• QUOTED TEXT:
The whole point of TAP is to offer an effective, reliable and consistent round of ammo. To do this it uses Hornady V-MAX, HPBT Match and A-MAX bullets of different weights loaded into a distinctive black nickel-coated case. This reduces problems with corrosion and makes for highly reliable chambering and extraction. Propellants are engineered to protect your night vision by minimizing muzzle flash too.
I was sent three examples - a 60-grain V-MAX and a 75-grain boat tail hollow point Match in 223 Rem and a 168-grain A-MAX in 308. In 223 there’s a 55-grain V-MAX option too! In 308 you also have 110-grain V-MAX and 155-grain A-MAX.
Down, Test and Adjust
For testing I used the following rifles – an 18” SGC Speedmaster AR15 with a 1 in 8” twist and a 24” Thompson Center Icon. As ever the brief was zero, shoot for group at 100 yards and then over the chrono for the facts and figures. I also stripped a random selection of ammo to check weights etc.

• STORED DATA:
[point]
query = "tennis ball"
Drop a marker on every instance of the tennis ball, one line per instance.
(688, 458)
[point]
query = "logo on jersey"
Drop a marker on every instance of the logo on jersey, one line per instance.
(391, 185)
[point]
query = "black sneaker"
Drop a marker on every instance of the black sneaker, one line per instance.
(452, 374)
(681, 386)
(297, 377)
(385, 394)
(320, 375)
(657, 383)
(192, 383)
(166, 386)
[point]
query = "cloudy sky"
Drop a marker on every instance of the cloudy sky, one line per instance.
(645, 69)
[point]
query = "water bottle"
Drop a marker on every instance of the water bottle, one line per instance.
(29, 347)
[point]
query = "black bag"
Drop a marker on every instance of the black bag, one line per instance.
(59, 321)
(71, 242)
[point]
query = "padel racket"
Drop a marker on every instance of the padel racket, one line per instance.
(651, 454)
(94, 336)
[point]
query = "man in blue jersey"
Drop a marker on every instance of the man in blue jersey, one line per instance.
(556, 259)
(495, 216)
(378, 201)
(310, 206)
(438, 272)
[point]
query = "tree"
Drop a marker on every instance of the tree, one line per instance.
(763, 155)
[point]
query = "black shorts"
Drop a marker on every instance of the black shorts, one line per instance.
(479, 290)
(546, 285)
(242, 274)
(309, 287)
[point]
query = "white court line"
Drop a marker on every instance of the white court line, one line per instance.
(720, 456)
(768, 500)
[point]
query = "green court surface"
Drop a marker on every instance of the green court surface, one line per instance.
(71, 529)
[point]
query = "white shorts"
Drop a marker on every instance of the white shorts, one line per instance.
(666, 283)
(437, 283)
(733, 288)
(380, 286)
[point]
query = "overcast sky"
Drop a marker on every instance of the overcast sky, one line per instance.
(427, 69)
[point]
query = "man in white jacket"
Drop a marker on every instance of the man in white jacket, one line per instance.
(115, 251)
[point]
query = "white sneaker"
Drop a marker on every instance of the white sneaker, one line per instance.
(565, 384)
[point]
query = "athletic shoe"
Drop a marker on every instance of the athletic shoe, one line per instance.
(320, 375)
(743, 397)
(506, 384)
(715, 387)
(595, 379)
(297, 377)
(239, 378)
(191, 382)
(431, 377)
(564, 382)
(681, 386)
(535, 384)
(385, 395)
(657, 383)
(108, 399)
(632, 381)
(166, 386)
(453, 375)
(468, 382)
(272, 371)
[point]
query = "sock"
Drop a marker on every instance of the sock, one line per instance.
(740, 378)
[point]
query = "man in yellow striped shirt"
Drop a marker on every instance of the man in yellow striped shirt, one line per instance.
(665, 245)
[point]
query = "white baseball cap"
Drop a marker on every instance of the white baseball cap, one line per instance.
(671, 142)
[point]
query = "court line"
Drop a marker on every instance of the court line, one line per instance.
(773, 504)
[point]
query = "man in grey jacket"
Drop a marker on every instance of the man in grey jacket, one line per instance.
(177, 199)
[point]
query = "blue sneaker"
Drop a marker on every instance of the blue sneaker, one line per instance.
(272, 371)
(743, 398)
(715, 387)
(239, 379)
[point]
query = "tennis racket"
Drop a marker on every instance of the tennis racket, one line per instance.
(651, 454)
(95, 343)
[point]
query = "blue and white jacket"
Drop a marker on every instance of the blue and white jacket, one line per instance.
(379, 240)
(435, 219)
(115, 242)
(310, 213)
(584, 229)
==
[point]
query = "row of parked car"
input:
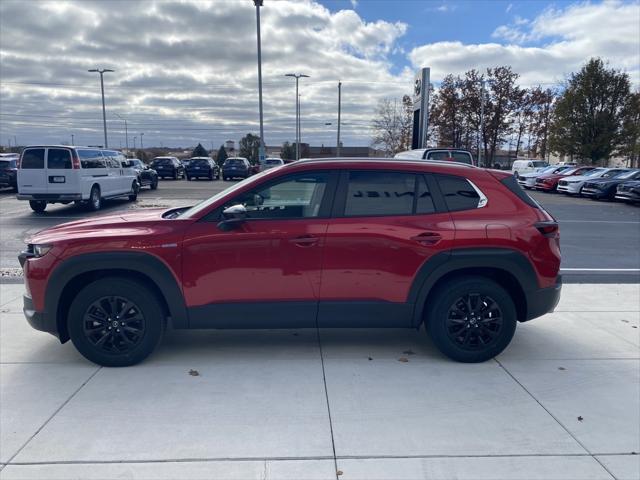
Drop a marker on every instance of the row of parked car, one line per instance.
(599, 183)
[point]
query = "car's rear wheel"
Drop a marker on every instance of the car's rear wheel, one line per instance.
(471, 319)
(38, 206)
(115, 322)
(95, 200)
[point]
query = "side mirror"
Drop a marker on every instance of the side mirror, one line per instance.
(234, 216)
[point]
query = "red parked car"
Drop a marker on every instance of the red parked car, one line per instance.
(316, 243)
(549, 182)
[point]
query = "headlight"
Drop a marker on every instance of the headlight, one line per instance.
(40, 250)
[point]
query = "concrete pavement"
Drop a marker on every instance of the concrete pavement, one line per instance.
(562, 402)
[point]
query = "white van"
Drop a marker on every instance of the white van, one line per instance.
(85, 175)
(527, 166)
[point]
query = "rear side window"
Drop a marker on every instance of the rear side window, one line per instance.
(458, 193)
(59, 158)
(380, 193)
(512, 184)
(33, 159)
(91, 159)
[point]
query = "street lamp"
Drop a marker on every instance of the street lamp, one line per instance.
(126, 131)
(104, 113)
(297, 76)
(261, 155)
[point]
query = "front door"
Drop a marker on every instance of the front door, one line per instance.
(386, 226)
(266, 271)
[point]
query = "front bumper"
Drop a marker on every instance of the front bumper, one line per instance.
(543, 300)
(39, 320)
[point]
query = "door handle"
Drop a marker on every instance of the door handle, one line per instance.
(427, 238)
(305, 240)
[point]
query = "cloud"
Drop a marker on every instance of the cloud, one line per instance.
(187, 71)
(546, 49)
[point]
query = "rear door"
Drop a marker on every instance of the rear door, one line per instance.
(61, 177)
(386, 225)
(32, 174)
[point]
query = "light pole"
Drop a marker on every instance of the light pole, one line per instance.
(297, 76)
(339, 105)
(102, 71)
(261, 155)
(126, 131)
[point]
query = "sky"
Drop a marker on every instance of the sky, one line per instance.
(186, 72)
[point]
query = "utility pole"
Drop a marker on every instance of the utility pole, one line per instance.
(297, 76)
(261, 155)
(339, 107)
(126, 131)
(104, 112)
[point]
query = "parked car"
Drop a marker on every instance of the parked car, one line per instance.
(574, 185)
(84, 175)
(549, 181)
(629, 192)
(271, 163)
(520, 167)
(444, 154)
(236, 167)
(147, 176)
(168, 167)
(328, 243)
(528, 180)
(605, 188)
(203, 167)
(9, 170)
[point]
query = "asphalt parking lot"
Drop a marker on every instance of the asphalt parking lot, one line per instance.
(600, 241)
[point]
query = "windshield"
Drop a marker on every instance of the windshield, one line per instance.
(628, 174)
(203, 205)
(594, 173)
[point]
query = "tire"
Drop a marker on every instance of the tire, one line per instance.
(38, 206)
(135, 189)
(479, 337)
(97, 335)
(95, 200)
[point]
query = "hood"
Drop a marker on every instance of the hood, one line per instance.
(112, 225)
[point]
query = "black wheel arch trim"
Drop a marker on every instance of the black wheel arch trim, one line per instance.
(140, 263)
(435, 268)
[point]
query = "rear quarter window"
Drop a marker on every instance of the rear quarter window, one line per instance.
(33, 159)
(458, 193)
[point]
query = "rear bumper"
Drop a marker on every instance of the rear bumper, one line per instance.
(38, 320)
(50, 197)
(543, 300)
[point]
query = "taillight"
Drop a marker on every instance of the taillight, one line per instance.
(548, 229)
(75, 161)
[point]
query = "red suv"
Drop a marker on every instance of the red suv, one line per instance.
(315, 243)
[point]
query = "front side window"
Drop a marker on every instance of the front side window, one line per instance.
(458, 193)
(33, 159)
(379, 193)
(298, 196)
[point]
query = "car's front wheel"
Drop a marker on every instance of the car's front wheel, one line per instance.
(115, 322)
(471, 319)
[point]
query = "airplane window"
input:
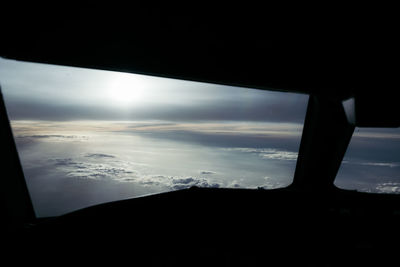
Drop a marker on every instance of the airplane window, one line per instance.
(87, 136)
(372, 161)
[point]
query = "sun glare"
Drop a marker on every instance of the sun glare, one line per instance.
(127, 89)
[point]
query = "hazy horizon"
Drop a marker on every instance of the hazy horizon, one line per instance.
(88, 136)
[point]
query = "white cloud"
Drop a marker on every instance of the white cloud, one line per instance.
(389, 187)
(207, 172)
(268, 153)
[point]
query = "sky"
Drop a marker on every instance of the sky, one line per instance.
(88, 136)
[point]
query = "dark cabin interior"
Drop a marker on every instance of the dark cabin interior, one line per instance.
---
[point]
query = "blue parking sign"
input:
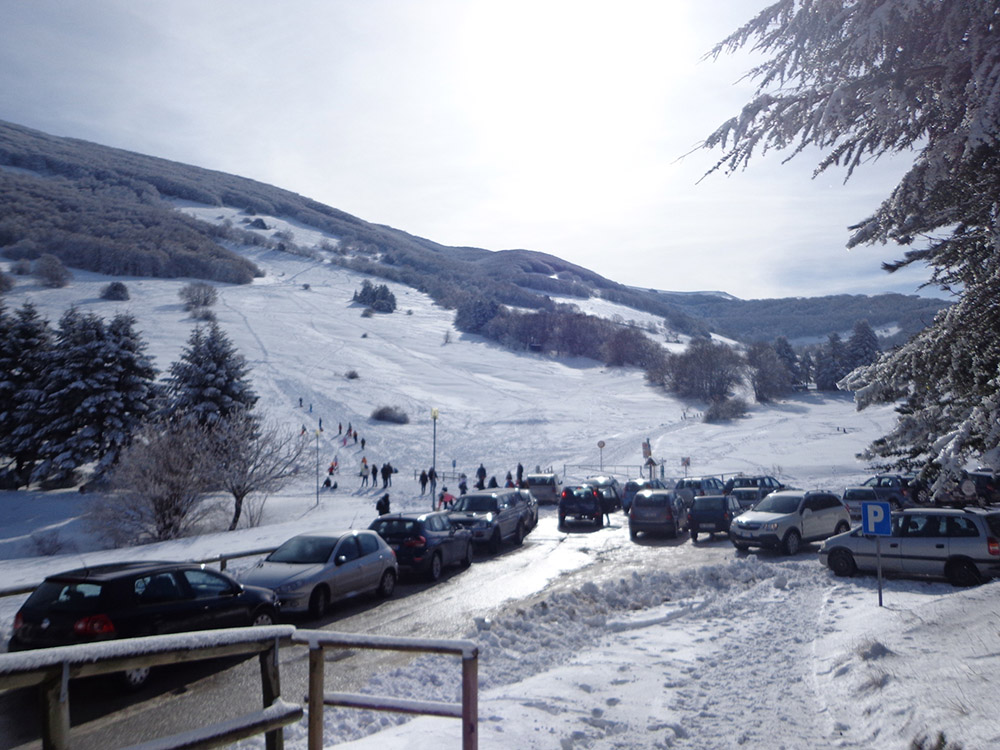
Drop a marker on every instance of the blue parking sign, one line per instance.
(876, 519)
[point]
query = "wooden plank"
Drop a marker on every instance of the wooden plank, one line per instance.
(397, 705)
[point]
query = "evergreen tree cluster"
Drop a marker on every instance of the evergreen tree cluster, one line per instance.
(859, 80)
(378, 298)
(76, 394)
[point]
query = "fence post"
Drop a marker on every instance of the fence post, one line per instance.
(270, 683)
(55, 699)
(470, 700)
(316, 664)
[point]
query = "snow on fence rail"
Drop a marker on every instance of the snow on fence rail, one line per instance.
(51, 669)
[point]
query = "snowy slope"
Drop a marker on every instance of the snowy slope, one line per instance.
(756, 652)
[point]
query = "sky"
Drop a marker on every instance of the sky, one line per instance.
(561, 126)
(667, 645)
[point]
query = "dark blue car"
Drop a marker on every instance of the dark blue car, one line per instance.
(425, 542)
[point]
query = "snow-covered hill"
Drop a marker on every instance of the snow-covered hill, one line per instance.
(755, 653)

• SET OF TASKS:
• 1. Translate this sentence from the ammunition review into Spanish: "This reduces problems with corrosion and makes for highly reliable chambering and extraction."
• 2. List every line of the entries that contains the string "wheel", copying each line in full.

• PER-TASK OUTPUTS:
• 1. Esto reduce los problemas de corrosión y hace que la alimentación en la recámara y la extracción sean muy fiables.

• 2.
query = "car's rear wheel"
Drop a marker on every instance of the car's rear wheel, one line per instance.
query = "black wheel arch trim"
Drop a marker on every instance of the black wheel arch trim, one line per instance.
query = "car's front wheel"
Drop a marker on every instance of the car's front wheel, one line per instance.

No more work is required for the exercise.